* **Text**:
--- BEGIN ---

CEDAR FAIR, L.P. 2008 OMNIBUS INCENTIVE PLAN LONG-TERM INCENTIVE AWARD AGREEMENT

EX-10.13 2 dex1013.htm 2008 OMNIBUS INCENTIVE PLAN LONG-TERM INCENTIVE AWARD AGREEMENT 2008 Omnibus Incentive Plan Long-Term Incentive Award Agreement

Exhibit 10.13

CEDAR FAIR, L.P. 2008 OMNIBUS INCENTIVE PLAN

LONG-TERM INCENTIVE AWARD AGREEMENT

This Long-Term Incentive Award Agreement (“Agreement”) is made pursuant to the terms and conditions of Article XII of the Cedar Fair, L.P. 2008 Omnibus Incentive Plan (the “Plan”), the provisions of which are incorporated into this Agreement by reference. Capitalized terms used herein shall have the meanings ascribed to them in the Plan, unless indicated otherwise.

 

PARTICIPANT NAME:  

 

PERFORMANCE PERIOD:  

 

PARTICIPANT’S TARGET:  

 

GRANT DATE OF LONG-TERM INCENTIVE AWARD:  

 

FAIR MARKET VALUE OF ONE UNIT:  

 

BASE NUMBER OF PHANTOM UNITS:  

 

EMPLOYMENT REQUIREMENT: Employment with the Company or an Affiliate as specified in Sections 2 and 3 below.

1. Long-Term Incentive Award In General. Participant’s Long-Term Incentive Award (“Award”) of             Phantom Units for the Performance Period is subject to (i) the attainment of target performance objectives as determined by the Committee based upon the Plan’s scale and as adjusted by the Committee pursuant to the Plan at the end of the Performance Period (ii) Participant’s continued employment by the Company or an Affiliate through the dates of payment, as specified in Section 3 of this Agreement. No Award shall be payable to the Participant if none of the performance measures for the applicable Performance Period are met. A Participant’s Award may be adjusted up or down from the Plan’s scale, in the Committee’s discretion based upon relevant factors, but in no event may any upward adjustment result in an Award in excess of the approved target for the Performance Period, unless the Committee determines (based upon relevant factors) that the percentage of target applicable to the Participant is achieved at a level greater than the target percentage, in which case the Committee may (but is not required to) increase an Award to be not in excess of one hundred fifty percent (150%) of the target.

--- END ---

* **Given information**:
--- BEGIN ---

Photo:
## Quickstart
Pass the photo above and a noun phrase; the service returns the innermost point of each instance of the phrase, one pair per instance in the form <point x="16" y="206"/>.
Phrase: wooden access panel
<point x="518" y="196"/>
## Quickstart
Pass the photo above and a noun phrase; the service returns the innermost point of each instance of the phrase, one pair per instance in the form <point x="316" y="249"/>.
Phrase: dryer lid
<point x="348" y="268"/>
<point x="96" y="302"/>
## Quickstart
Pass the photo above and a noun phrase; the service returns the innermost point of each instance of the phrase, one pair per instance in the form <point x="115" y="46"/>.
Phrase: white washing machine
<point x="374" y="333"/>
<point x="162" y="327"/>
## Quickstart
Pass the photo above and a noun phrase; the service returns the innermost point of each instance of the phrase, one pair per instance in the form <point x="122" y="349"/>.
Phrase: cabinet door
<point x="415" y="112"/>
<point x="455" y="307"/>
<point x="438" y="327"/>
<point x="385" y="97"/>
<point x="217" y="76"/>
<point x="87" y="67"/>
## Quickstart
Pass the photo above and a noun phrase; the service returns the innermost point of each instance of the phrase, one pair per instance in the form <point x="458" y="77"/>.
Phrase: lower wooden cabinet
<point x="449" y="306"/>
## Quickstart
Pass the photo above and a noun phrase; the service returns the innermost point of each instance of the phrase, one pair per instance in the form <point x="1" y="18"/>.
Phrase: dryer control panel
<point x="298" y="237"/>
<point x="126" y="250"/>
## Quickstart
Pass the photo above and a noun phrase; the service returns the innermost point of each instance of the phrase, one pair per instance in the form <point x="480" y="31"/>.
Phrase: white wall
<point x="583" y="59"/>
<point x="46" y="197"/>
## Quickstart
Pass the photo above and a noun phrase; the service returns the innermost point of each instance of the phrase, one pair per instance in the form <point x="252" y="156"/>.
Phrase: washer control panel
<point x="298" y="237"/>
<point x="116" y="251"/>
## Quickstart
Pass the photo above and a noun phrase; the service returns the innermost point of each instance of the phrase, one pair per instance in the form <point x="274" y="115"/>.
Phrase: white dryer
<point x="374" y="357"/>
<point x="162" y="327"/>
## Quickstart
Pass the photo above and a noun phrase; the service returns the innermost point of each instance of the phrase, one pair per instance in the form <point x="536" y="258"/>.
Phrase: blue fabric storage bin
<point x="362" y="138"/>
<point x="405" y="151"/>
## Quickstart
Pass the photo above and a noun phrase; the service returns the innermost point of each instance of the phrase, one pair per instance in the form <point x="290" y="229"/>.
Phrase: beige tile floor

--- END ---

* **Set task A**:
Could you quote the incentive award agreement from "GRANT DATE OF LONG-T" up to and including "and 3 below."?
* **Set task B**:
Which lines of the records contain the string "panel"? Pull out each of them, treating uppercase and lowercase as different.

* **Complete response A**:
GRANT DATE OF LONG-TERM INCENTIVE AWARD:  

 

FAIR MARKET VALUE OF ONE UNIT:  

 

BASE NUMBER OF PHANTOM UNITS:  

 

EMPLOYMENT REQUIREMENT: Employment with the Company or an Affiliate as specified in Sections 2 and 3 below.

* **Complete response B**:
Phrase: wooden access panel
Phrase: dryer control panel
Phrase: washer control panel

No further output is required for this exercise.